### EXERCISE DESCRIPTION
From the machine translation course page, extract the stretch from "New since 2021: Inverted" through "background if needed)", copying it word for word.

### EXCERPTED PASSAGE
=== Begin Enclosure ===

NPFL087 — Statistical Machine Translation

The course covers the area of machine translation (MT) in its current breadth, delving deep enough in each approach to let you know how to confuse every existing MT system. We put a balanced emphasis on several imporant types of state-of-the-art systems: phrase-based MT, surface-syntactic MT and (a typically Praguian) deep-syntactic MT. We do not forget common pre-requisities and surrounding fields: extracting translation equivalents from parallel texts (including word alignment techniques), MT evaluation or methods of system combination.

We aim to provide a unifying view of machine translation as statistical search in a large search space, well supported with practical experience during your project work in a team or alone. Finally, we also attempt to give a gist of emerging approaches in MT, such as neural networks.

About

SIS code: NPFL087
Semester: summer
E-credits: 5
Examination: 2/2 C+Ex
Instructor: Ondřej Bojar

New since 2021: Inverted Classroom / Flipped Class

Since 2021, this class very successfully runs in the 'inverted' mode. In other words, you are expected:

to watch the Main Lecture Video for the week beforehand
to write down any questions, corrections, possible extensions
- be excessive, your goal is to 'grill the teacher' for as long as possible
- you may write these to the Shared Doc for the week
to attend the lecture call
- if you do not grill your teacher, the teacher will grill you ;-)
- collectively take notes into the Shared Doc
- should we have to go remote, please hard to have your camera on (use virtual background if needed)

Recordings:

The lectures are pre-recorded.
The debates will not be recorded.

=== End Enclosure ===

### DATASET CONTENT
=== Begin Enclosure ===

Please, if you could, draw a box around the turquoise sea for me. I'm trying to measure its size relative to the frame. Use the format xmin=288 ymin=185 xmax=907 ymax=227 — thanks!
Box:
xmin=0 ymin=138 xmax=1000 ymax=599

=== End Enclosure ===

### YOUR RESPONSE
New since 2021: Inverted Classroom / Flipped Class

Since 2021, this class very successfully runs in the 'inverted' mode. In other words, you are expected:

to watch the Main Lecture Video for the week beforehand
to write down any questions, corrections, possible extensions
- be excessive, your goal is to 'grill the teacher' for as long as possible
- you may write these to the Shared Doc for the week
to attend the lecture call
- if you do not grill your teacher, the teacher will grill you ;-)
- collectively take notes into the Shared Doc
- should we have to go remote, please hard to have your camera on (use virtual background if needed)